課題一覧:
[1] コロナワクチンについての提示文を、「唯一の論文 の内容をチェックしてみます。」から「なぜコロナワクチンを接種すると死亡率は4分の1にまで大幅に低下するのか?」までそのまま書き写してください。
[2] コロナワクチンについての提示文をもとに、次の問いに答えてください。
(a) 唯一の論文が調べた対象者は約何人ですか。
(b) 重篤な副反応が多いのは、どの人々ですか。
(c) 2回目接種の調整済みIRRはいくつでしたか。
[3] コロナワクチンについての提示文を、最後の文の後から書き継いでください。
── 提示文
ここで重要なことは、接種群と未接種群の死亡率を単純に比較しただけではエビデンスとは認められないという点です。 バイアスの補正をしなければエビデンスとは認められないのです。 生データでは、バイアス補正が困難な場合が多いため、 特に注意が必要です。また、コロナ感染者は除外して分析する必要があります。

ワクチン推進派は、「コロナワクチンと接種後死亡とには関連性がない」ことに関して十分なエビデンスがあると主張しています。 しかしながら、日本のデータ分析に関しては、甚だ不十分と言わざるを得ません。 重篤な副反応は高齢者に多く、そして日本の高齢者医療は欧米とは大きく異なっているため、 日本においてワクチンの安全性を主張するのであれば、 当然日本のデータを用いて分析しなければなりません。 欧米の分析を用いて日本においてのワクチンの安全性を論じることは問題があります。

日本の発生率の比較に関しては、 論文が1編公表 されているのみであり、しかもこの論文のmethodには重大な欠陥があることが判明しています。 また、この論文は一地方都市に限定した分析であり、大きな規模の研究ではありません。 更に言いますと、前回の論考で指摘した 偶発性の検証 については、日本においては全く分析されていません。

唯一の論文 の内容をチェックしてみます。

日本の一都市のデータを調べた研究で、対象は約18万人であり、規模は大きくありません。 結果は、コホート研究において、接種後死亡のIRR(incidence rate ratio),adjusted は1回目接種:0.27 [0.21-0.35]、2回目接種:0.26 [0.20-0.34]でした。 これは、接種群の死亡率が未接種群のそれの約4分の1であることを示しています。 コロナワクチンを接種すると死亡率が約4分の1に低下したという実に奇妙な結果なのです。

なぜコロナワクチンを接種すると死亡率は4分の1にまで大幅に低下するのか?
────
── 保存データ
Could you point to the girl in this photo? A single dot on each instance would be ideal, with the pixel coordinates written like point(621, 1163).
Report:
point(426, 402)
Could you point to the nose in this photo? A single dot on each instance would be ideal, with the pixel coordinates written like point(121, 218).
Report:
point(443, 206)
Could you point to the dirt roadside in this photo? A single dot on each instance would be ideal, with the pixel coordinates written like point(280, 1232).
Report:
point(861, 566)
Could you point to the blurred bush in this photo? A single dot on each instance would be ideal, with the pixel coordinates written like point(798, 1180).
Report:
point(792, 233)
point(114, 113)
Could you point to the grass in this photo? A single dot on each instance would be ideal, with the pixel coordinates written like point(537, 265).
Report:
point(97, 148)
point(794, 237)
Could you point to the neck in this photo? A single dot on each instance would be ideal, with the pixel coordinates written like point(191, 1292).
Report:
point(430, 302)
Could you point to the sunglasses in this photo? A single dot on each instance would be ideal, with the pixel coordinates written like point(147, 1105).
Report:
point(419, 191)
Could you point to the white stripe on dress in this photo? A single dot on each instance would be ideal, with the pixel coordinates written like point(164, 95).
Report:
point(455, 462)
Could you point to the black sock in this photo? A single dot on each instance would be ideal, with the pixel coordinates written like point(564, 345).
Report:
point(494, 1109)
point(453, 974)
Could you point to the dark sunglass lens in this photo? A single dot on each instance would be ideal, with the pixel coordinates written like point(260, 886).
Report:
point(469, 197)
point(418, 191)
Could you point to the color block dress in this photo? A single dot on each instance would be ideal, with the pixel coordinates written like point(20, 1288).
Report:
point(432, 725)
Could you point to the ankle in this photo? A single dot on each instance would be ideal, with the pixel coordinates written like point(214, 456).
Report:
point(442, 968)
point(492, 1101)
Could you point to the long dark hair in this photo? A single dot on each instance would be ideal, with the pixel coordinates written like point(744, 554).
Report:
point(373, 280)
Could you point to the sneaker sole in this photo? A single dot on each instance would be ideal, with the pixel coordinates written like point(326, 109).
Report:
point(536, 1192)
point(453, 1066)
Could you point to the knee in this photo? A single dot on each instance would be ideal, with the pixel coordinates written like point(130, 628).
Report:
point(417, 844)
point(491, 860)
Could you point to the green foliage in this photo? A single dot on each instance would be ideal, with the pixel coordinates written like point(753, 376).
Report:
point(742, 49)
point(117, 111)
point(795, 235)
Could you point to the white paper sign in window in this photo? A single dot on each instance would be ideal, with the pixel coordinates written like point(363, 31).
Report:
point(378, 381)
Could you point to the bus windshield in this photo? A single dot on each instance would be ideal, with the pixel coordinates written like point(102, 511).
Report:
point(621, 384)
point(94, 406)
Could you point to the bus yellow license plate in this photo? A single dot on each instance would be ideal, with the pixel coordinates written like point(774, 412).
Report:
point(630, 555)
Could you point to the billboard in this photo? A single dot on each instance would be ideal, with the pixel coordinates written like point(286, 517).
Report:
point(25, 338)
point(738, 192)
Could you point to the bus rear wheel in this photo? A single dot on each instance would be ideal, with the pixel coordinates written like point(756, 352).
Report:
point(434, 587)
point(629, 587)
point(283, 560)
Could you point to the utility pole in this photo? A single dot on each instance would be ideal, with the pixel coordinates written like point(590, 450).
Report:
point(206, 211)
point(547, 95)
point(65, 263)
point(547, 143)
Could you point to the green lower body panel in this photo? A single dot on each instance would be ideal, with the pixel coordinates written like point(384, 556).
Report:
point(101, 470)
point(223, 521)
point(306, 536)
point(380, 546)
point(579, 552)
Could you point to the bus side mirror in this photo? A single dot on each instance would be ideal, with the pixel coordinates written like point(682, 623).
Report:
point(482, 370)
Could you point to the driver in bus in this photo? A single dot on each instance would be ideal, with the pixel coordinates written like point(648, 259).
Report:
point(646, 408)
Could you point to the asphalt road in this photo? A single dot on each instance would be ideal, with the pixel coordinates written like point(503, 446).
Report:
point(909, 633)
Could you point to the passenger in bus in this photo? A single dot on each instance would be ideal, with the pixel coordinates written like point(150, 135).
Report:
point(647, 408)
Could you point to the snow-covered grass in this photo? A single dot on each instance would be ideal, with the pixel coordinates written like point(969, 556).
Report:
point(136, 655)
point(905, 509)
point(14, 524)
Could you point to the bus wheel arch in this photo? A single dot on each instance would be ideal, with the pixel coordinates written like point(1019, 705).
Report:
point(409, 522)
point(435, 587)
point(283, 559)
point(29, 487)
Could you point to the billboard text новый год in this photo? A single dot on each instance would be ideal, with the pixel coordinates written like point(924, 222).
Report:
────
解答一覧:
[1]
唯一の論文 の内容をチェックしてみます。

日本の一都市のデータを調べた研究で、対象は約18万人であり、規模は大きくありません。 結果は、コホート研究において、接種後死亡のIRR(incidence rate ratio),adjusted は1回目接種:0.27 [0.21-0.35]、2回目接種:0.26 [0.20-0.34]でした。 これは、接種群の死亡率が未接種群のそれの約4分の1であることを示しています。 コロナワクチンを接種すると死亡率が約4分の1に低下したという実に奇妙な結果なのです。

なぜコロナワクチンを接種すると死亡率は4分の1にまで大幅に低下するのか?

[2]
(a) 約18万人です。
(b) 高齢者です。
(c) 0.26 [0.20-0.34] です。

[3]
論文では、「healthy vaccinee effect」の可能性があると説明しています。 これは、「健康に注意を払う人ほどワクチン接種を受ける傾向にある。そのため接種群の方が健康状態が良い人が多く、死亡率が低くなる。」という仮説です。

しかし、「healthy vaccinee effect」で死亡率が4分の1まで低下するとは、私には到底考えられません。 私は低下した原因を次のように推測します。

コロナワクチンは、全身状態が悪い人には接種しないことが推奨された。 そのため、未接種群には全身状態が悪く1~2か月以内に死亡するリスクが高い人が多く含まれていた。 (疾患重症度バイアス)

「この疾患重症度バイアスの結果、未接種群の死亡率は接種群のそれの約4倍となった。」 と考えた方が説得力があります。 論文では、罹患している疾患に基づくバイアスの補正が実施されています。 問題は、この補正を診療報酬明細書データを用いて行った点です。 診療報酬明細書には疾患名は記載されていますが、その重症度は記載されていません。 したがって、この論文では疾患重症度バイアスは適切に補正されていなかったと私は推測します。 なお、このバイアスが適切に補正されていないという問題は、 私が公表した3編の論文( 論文1論文2論文3 )で指摘しました。

疾患重症度バイアスの補正は容易ではない

未接種群において全身状態が悪いために接種しなかった人の割合については全く調査されていません。 したがって、このバイアスを補正するには病院や診療所のカルテを一つ一つ調べるしかありません。 数万人のカルテを調べるには大変な労力が必要ですし、病院が情報提供に協力的でなければ 実現できません。 日本でこのバイアスを補正することは極めて困難なのが現実なのです。 したがって、接種群と未接種群との死亡率の正確な比較は、 日本政府が莫大な予算をかけて本気で取り組まない限り、ほぼ不可能と言えます。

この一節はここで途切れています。